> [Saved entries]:
▼▼▼

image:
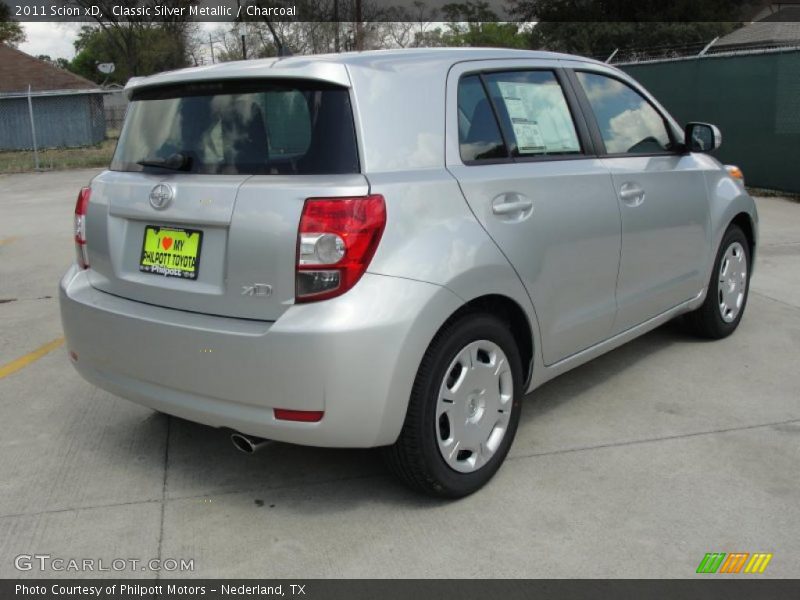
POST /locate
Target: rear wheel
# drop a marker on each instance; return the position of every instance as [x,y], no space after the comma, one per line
[728,288]
[463,411]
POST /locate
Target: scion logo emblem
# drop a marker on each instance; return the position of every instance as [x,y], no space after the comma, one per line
[161,196]
[257,289]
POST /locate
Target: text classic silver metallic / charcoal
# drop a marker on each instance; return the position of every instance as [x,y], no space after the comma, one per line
[393,248]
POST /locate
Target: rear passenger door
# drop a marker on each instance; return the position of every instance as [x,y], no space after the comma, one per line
[662,198]
[521,152]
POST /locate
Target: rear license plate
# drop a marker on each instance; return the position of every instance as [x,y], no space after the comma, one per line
[171,252]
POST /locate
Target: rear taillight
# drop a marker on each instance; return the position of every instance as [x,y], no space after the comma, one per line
[336,240]
[81,206]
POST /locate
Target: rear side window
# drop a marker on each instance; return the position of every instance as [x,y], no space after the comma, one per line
[252,127]
[534,113]
[628,122]
[478,133]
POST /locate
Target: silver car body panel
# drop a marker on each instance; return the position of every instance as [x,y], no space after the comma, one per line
[203,351]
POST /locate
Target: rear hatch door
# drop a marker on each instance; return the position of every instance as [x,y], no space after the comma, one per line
[201,206]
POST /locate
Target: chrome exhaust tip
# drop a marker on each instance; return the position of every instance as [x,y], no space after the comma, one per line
[248,444]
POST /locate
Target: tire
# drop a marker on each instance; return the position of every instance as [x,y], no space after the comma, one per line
[451,387]
[728,288]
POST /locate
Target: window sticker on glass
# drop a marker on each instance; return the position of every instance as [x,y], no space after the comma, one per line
[536,112]
[526,129]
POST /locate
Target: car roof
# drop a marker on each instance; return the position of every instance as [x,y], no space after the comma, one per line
[333,67]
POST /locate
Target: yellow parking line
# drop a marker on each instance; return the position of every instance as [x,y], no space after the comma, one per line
[24,361]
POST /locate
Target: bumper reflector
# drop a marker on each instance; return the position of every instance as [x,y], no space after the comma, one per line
[305,416]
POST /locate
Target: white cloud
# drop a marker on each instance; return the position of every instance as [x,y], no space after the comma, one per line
[53,39]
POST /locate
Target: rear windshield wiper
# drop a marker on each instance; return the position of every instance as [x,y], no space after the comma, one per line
[176,162]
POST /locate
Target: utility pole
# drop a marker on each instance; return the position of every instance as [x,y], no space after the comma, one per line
[336,46]
[359,33]
[242,31]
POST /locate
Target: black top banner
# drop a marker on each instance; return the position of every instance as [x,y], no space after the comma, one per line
[461,589]
[397,10]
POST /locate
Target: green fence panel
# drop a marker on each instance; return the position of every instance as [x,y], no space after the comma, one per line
[753,98]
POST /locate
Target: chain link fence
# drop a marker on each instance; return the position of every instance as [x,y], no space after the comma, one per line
[59,129]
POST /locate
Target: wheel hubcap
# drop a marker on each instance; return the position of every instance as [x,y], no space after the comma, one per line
[474,406]
[732,282]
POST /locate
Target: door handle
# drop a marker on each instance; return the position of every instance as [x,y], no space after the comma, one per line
[510,204]
[631,193]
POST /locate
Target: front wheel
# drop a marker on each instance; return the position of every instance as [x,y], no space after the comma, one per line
[463,411]
[722,310]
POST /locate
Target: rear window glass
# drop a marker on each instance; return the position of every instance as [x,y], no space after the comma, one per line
[254,128]
[478,133]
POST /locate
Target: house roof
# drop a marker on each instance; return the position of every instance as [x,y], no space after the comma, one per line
[19,70]
[777,29]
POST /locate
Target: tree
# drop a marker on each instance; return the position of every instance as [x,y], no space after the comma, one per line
[597,27]
[11,32]
[135,44]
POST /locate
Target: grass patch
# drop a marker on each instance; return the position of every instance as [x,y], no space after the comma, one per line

▲▲▲

> [WHAT YOU ARE ASKED TO DO]:
Only lines with the word "wheel" count here; copy every one from the records.

> [COMPLETED TASK]:
Target: rear wheel
Target: wheel hubcap
Target: front wheel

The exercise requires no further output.